§ What is required:
Continue the news item on the MDCG position paper about MDR transition from where it stops.

§ Text:
━━━━━━━━━━━━━━━━━━━━

Jun 17, 2022

The European Commission’s Medical Device Coordination Group (MDCG) has published a new position paper recommending that manufacturers currently transitioning to full Medical Devices Regulation (MDR) compliance step up efforts in order to avoid losing their CE Mark certifications and therefore access to the European Union market.

The MDCG paper focuses on device manufacturers whose CE Marking under the EU Medical Devices Directive (MDD) or Active Implantable Medical Devices Directive (AIMDD) are set to expire in 2023 or 2024, at which point their devices will require certification to the MDR in order to remain on the EU market.

━━━━━━━━━━━━━━━━━━━━

Dataset entries:
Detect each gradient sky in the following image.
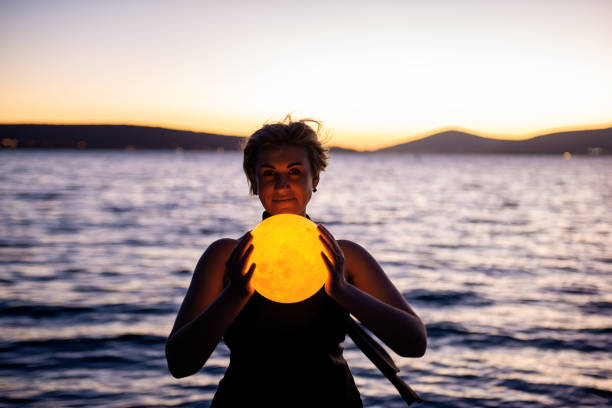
[0,0,612,149]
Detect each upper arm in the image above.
[338,240,414,313]
[170,238,236,336]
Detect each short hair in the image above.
[242,115,328,194]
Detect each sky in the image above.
[0,0,612,149]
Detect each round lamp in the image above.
[247,214,329,303]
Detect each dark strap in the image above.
[346,316,423,405]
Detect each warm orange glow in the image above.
[250,214,327,303]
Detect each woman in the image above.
[166,118,427,407]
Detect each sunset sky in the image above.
[0,0,612,149]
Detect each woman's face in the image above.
[255,144,319,216]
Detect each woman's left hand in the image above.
[317,224,348,298]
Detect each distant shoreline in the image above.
[0,124,612,156]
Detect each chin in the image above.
[266,207,305,215]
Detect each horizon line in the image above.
[0,121,612,152]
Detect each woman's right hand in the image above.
[225,231,255,298]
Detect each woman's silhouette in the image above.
[166,117,427,407]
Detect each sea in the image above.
[0,150,612,408]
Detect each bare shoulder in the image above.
[196,238,238,271]
[338,240,410,310]
[338,239,378,266]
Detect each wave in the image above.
[427,321,612,353]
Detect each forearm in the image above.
[332,283,427,357]
[166,286,249,378]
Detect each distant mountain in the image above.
[0,125,244,150]
[0,124,612,155]
[377,128,612,155]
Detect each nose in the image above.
[274,174,289,190]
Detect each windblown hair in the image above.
[242,115,328,194]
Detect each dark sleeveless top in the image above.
[211,215,363,408]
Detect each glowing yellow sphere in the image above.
[250,214,328,303]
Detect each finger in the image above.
[240,244,255,268]
[319,235,336,257]
[318,224,342,252]
[321,251,336,273]
[319,235,340,261]
[244,264,255,283]
[232,231,253,259]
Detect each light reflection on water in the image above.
[0,151,612,407]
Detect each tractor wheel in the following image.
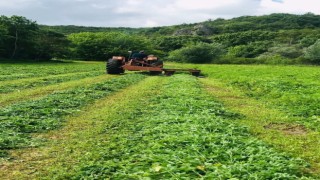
[106,59,124,74]
[149,71,162,75]
[151,60,163,68]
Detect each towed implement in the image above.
[106,51,200,76]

━━━━━━━━━━━━━━━━━━━━

§ Exercise output:
MDCG cites recent survey data from Notified Bodies suggesting that many manufacturers transitioning from MDD and/or AIMDD certification to the MDR by their May 26, 2024 deadline have much to do in order to meet new compliance obligations. Key findings identified by the MDCG paper include:

  • More than 90% of currently valid MDD and AIMDD certificates will expire in 2023 or 2024
  • 75% of all Notified Bodies have reported that more than half of all applications from manufacturers have been found incomplete
  • Manufacturers running the risk of not obtaining valid certification to the MDR by the May 2024 deadline could ultimately result in device supply shortages

“It should be noted that around 70% of AIMDD/MDD certificates will expire in 2024 (by 26 May 2024 at the latest),” notes the MDCG paper. “Manufacturers should take into consideration that it might not be possible that notified bodies designated under the MDR would be able to assess all corresponding files within the first months of 2024.”

MDR Article 59 to the rescue?

Article 59 of the MDR allows for derogation from the Regulation’s conformity assessment requirements, but only in certain, specific instances, notes the MDCG paper. However, many manufacturers relying on Article 59 as an emergency option if their MDR transition efforts are not completed in time may find that their devices do not qualify for this route.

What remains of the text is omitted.